§ **EXERCISE PROMPT**
Copy out every line of the data below that contains the word "sedan".

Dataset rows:
__________________________________________________

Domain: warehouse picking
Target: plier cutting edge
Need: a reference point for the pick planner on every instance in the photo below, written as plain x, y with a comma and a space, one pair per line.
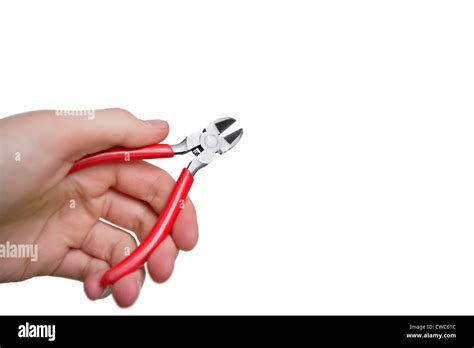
205, 146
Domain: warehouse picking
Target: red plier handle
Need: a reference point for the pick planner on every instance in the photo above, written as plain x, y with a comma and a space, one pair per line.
205, 145
167, 216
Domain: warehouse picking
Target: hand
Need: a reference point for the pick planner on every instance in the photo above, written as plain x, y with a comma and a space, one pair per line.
40, 205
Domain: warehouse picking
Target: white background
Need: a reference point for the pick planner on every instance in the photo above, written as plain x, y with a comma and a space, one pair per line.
352, 189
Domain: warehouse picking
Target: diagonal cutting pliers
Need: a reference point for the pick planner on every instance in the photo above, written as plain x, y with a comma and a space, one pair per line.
205, 146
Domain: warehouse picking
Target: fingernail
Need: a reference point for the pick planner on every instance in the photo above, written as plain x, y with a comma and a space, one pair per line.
140, 284
158, 124
107, 291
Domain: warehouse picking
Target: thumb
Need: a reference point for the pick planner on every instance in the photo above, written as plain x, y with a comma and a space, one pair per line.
77, 136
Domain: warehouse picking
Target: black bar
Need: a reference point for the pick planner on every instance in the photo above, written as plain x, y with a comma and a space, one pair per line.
288, 330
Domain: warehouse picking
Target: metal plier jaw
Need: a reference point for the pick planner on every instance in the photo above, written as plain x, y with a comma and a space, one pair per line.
206, 145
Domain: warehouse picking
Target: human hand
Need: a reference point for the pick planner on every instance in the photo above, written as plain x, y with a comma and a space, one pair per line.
41, 205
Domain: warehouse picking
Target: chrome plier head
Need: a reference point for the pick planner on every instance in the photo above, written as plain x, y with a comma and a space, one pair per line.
206, 145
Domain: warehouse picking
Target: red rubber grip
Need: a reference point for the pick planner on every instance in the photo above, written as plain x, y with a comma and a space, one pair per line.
158, 233
123, 154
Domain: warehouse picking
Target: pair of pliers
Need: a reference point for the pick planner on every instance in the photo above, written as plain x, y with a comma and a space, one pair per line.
205, 146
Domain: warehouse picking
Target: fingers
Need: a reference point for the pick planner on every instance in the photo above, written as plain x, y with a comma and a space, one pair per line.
140, 181
108, 243
72, 136
81, 266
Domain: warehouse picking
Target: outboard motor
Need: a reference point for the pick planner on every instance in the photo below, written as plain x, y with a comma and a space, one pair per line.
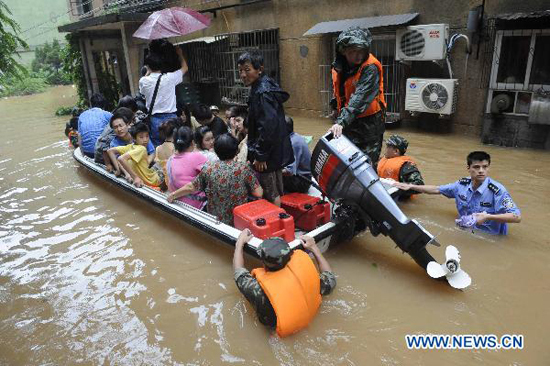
345, 174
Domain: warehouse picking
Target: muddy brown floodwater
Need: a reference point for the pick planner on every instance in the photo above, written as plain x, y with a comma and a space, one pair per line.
90, 275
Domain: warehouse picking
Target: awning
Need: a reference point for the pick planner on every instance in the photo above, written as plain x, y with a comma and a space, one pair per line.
202, 39
103, 20
521, 16
337, 26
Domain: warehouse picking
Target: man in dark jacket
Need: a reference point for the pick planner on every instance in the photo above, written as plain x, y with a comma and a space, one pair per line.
269, 146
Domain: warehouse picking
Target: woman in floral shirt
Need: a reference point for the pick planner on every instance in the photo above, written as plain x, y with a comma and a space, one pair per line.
227, 183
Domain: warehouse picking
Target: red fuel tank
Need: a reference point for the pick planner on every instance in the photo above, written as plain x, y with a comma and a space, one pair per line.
264, 219
308, 211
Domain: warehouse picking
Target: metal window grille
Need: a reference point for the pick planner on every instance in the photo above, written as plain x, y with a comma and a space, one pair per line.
518, 67
383, 47
216, 62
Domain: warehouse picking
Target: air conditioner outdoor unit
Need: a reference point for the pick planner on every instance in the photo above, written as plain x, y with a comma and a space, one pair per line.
422, 42
431, 95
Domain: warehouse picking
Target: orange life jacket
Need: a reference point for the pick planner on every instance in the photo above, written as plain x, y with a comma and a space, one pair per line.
389, 168
350, 84
294, 292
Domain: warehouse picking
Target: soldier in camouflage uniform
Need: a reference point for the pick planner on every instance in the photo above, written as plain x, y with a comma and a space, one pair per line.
275, 254
397, 166
357, 82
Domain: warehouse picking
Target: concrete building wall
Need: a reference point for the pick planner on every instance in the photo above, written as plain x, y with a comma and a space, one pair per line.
300, 76
300, 72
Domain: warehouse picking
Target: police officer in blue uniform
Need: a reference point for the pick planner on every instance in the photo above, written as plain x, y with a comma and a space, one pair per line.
479, 198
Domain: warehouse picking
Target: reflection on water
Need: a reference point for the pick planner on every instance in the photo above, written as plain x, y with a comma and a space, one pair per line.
91, 275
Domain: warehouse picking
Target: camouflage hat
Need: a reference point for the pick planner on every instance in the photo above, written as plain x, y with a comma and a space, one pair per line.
275, 253
399, 142
354, 37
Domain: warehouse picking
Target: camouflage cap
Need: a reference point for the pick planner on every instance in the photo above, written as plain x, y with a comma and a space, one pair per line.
354, 37
399, 142
274, 253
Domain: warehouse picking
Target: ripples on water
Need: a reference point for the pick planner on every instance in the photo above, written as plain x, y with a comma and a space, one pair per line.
91, 275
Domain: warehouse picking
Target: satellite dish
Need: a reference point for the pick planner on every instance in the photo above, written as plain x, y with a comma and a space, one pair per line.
500, 103
456, 277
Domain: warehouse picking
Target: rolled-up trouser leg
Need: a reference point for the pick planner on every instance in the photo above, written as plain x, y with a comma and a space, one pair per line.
367, 134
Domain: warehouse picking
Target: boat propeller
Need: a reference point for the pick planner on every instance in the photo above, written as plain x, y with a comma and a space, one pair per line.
456, 277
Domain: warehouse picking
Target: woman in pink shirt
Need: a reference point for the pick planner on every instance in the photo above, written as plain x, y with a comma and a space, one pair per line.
184, 166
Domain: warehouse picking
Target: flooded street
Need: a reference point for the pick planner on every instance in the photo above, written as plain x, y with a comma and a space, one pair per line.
90, 275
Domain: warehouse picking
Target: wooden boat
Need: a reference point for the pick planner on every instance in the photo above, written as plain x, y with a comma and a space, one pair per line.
360, 200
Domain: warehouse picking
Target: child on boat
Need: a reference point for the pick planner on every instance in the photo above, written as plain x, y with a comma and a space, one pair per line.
165, 150
227, 183
71, 128
133, 159
184, 166
238, 124
204, 142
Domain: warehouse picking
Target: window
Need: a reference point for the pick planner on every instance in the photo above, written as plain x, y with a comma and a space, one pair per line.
520, 67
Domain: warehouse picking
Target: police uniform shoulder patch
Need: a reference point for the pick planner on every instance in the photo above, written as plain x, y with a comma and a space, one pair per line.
493, 188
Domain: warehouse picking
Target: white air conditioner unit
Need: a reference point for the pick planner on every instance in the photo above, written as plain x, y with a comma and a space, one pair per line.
422, 42
431, 95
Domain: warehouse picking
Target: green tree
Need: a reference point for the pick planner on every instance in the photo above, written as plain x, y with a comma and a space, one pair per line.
48, 63
48, 57
9, 43
74, 67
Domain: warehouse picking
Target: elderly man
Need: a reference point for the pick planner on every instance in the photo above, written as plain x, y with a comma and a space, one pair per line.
357, 81
286, 292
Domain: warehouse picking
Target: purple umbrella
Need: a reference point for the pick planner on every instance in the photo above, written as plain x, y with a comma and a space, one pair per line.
171, 22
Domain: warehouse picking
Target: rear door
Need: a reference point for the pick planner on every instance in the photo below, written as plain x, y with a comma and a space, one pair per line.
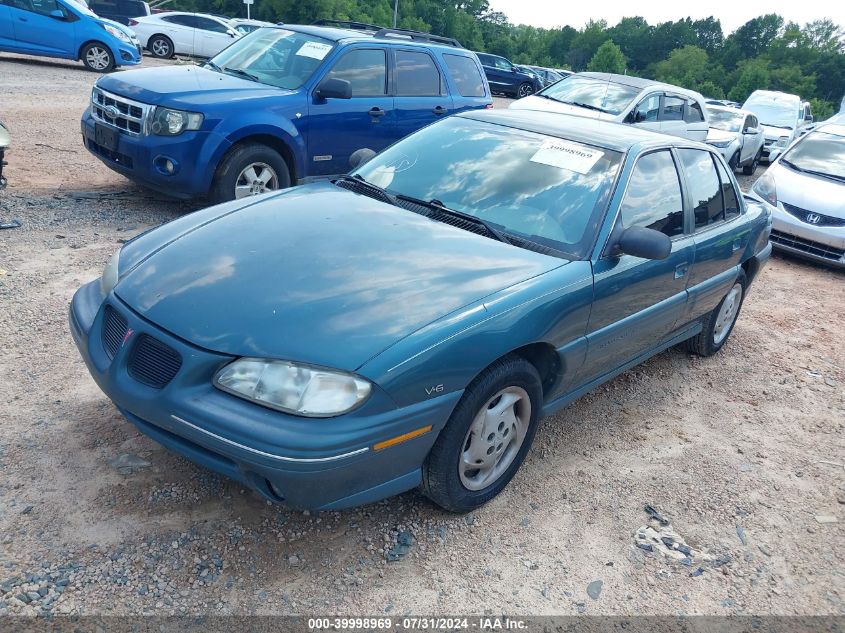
338, 127
420, 92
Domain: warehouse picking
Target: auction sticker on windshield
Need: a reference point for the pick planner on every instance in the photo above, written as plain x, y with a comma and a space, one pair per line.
315, 50
564, 155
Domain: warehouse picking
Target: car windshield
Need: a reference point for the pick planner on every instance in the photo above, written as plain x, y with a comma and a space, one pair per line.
591, 93
277, 57
820, 153
773, 114
724, 120
546, 190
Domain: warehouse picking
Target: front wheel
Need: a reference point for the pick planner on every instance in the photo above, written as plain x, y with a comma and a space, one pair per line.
487, 437
97, 57
718, 324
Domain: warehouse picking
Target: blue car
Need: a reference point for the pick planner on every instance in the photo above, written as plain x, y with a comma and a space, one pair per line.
66, 29
280, 106
408, 325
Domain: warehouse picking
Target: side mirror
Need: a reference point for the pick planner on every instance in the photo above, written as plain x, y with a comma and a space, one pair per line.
646, 243
334, 89
360, 156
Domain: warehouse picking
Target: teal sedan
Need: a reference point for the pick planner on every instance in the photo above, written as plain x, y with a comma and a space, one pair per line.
410, 324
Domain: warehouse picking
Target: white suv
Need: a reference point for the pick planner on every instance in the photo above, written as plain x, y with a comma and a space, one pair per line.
642, 102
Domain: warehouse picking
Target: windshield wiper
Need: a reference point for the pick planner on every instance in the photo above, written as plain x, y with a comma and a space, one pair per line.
436, 205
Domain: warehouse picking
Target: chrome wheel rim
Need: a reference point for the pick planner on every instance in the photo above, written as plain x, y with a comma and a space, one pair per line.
494, 438
97, 58
727, 315
256, 178
161, 48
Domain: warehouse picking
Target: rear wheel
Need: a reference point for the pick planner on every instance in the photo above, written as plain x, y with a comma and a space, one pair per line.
487, 437
97, 57
160, 46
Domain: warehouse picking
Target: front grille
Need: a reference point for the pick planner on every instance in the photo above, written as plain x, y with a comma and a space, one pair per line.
153, 363
114, 331
807, 246
124, 114
823, 220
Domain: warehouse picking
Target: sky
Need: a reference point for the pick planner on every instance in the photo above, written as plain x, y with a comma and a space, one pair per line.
731, 13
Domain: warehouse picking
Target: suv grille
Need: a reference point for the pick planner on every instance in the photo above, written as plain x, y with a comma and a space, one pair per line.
114, 331
824, 220
152, 362
124, 114
808, 246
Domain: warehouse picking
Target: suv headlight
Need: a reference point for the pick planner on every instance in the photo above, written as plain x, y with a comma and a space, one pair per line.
293, 388
765, 188
118, 33
167, 122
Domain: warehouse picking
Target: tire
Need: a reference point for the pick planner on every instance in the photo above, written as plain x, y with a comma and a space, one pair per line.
476, 431
524, 90
234, 180
749, 170
160, 46
716, 330
97, 57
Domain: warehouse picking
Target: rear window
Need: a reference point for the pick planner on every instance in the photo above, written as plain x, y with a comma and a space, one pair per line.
466, 75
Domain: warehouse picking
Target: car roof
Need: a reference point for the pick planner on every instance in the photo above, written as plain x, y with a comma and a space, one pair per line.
620, 137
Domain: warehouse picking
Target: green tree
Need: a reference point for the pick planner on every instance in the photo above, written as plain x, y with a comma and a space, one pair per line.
608, 59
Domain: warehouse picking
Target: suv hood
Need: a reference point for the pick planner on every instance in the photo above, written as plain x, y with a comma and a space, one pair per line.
184, 86
316, 274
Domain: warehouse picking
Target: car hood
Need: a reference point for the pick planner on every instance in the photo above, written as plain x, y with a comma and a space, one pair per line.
813, 193
550, 105
316, 274
184, 86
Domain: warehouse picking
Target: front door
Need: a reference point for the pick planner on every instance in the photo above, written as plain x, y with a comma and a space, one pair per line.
637, 302
339, 127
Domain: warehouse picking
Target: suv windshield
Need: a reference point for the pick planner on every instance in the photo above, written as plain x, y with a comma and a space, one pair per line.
820, 153
591, 93
278, 57
546, 190
723, 120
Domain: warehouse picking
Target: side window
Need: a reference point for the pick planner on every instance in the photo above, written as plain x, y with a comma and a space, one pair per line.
693, 113
653, 198
704, 187
466, 75
729, 197
673, 109
416, 75
647, 110
365, 69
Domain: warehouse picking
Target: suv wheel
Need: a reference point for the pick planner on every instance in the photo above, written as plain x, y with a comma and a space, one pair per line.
719, 324
524, 90
248, 170
487, 437
97, 57
160, 46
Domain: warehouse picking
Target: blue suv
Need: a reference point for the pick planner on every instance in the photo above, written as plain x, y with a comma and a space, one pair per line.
280, 106
66, 29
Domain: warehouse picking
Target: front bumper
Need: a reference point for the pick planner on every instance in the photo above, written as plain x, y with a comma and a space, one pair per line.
301, 462
139, 158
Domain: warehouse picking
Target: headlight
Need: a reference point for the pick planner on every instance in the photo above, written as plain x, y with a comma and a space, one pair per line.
118, 33
167, 122
293, 388
765, 188
111, 273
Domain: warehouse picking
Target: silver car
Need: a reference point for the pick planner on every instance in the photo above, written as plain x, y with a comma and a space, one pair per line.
737, 135
805, 188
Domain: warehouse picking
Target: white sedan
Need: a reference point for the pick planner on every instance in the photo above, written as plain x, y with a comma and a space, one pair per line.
175, 32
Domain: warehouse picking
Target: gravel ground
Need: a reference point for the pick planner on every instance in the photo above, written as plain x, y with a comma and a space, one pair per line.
743, 452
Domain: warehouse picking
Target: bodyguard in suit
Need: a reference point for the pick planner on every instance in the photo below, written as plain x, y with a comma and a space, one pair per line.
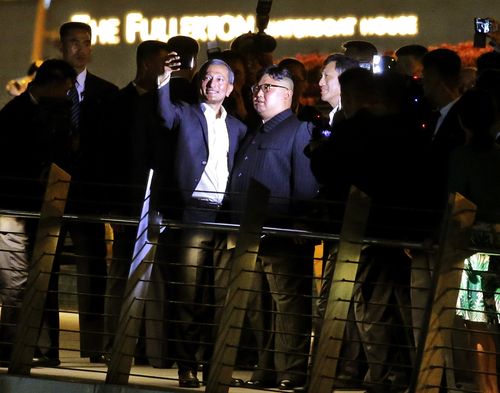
132, 153
206, 141
441, 84
89, 97
34, 131
273, 154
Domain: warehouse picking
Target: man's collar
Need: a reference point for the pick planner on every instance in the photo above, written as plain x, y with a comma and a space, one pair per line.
207, 109
445, 109
272, 122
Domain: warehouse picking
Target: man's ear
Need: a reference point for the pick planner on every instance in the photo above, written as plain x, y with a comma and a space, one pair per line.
230, 88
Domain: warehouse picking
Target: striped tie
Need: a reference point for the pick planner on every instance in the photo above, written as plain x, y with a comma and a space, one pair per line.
75, 108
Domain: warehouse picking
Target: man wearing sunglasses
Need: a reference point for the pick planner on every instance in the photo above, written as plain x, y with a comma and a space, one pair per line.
273, 155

__________________________________________________

§ **TASK RESPONSE**
Target: teal sedan
Target: white sedan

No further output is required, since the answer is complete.